**Exercise goal**
Render this sentence from the glioblastoma abstract in Spanish: "Bevacizumab treatment massively reduced tumoral vessel densities but only transiently reduced U87 tumor growth rate."

*** Opening Exercise passage ***

Dynamic quantitative intravital imaging of glioblastoma progression reveals a lack of correlation between tumor growth and blood vessel density

• Published in: PloS one Vol. 8; no. 9; p. e72655
• Main Authors: Ricard, Clément, Stanchi, Fabio, Rodriguez, Thieric, Amoureux, Marie-Claude, Rougon, Geneviève, Debarbieux, Franck
• Format: Journal Article
• Language: English
• Published: United States Public Library of Science 12.09.2013; Public Library of Science (PLoS)
• Subjects: Angiogenesis; Animals; Antibodies, Monoclonal, Humanized - therapeutic use; Bevacizumab; Blood; Blood vessels; Brain; Brain cancer; Brain tumors; Cancer research; Cell density; Cell Line, Tumor; Cellular Biology; Comparative analysis; Correlation; Correlation analysis; CXCR4 protein; Density; Developmental biology; Glioblastoma; Glioblastoma - blood supply; Glioblastoma - drug therapy; Glioblastoma - metabolism; Glioblastoma - pathology; Glioblastoma multiforme; Glioblastomas; Grafting; Growth; Growth rate; Heterocyclic Compounds - therapeutic use; Humans; Implantation; Inhibition; Life Sciences; Male; Medical imaging; Metabolism; Metabolites; Mice; Mice, Nude; Microscopy; Monoclonal antibodies; Neovascularization; Nervous system; Neuroimaging; Oxygen; Receptors, CXCR4 - antagonists & inhibitors; Receptors, CXCR4 - metabolism; Targeted cancer therapy; Tumor cells; Tumors; Vascular endothelial growth factor; Vascular Endothelial Growth Factor A - metabolism; France; Angiogenesis; Fluorescence imaging; Cancer treatment; Tumor angiogenesis; Blood vessels; Mice; Glioblastoma multiforme; In vivo imaging
• ISSN: 1932-6203; 1932-6203
• DOI: 10.1371/journal.pone.0072655

The spatiotemporal and longitudinal monitoring of cellular processes occurring in tumors is critical for oncological research. We focused on glioblastoma multiforme (GBM), an untreatable highly vascularized brain tumor whose progression is thought to critically depend on the oxygen and metabolites supplied by blood vessels. We optimized protocols for orthotopic GBM grafting in mice that were able to recapitulate the biophysical constraints normally governing tumor progression and were suitable for intravital multiphoton microscopy. We repeatedly imaged tumor cells and blood vessels during GBM development. We established methods for quantitative correlative analyses of dynamic imaging data over wide fields in order to cover the entire tumor. We searched whether correlations existed between blood vessel density, tumor cell density and proliferation in control tumors. Extensive vascular remodeling and the formation of new vessels accompanied U87 tumor cell growth, but no strong correlation was found between local cell density and the extent of local blood vessel density irrespective of the tumor area or time points. The technique moreover proves useful for comparative analysis of mice subjected either to Bevacizumab anti-angiogenic treatment that targets VEGF or to AMD3100, an antagonist of CXCR4 receptor. Bevacizumab treatment massively reduced tumoral vessel densities but only transiently reduced U87 tumor growth rate. Again, there was no correlation between local blood vessel density and local cell density. Moreover, Bev applied only prior to tumor implantation inhibited tumor growth to the same extent as post-grafting treatment. AMD3100 achieved a potent inhibition of tumor growth without significant reduction in blood vessel density. These results indicate that in the brain, in this model, tumor growth can be sustained without an increase in blood vessel density and suggest that GBM growth is rather governed by stromal properties.

*** Closing Exercise passage ***
*** Opening Information shown ***

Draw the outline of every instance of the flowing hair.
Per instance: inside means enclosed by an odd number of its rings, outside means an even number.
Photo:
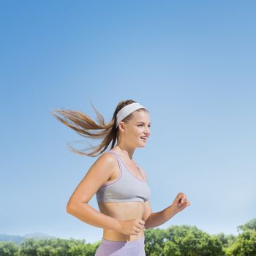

*** Closing Information shown ***

**Output**
El tratamiento con bevacizumab redujo de forma masiva las densidades vasculares tumorales, pero solo redujo de manera transitoria la tasa de crecimiento del tumor U87.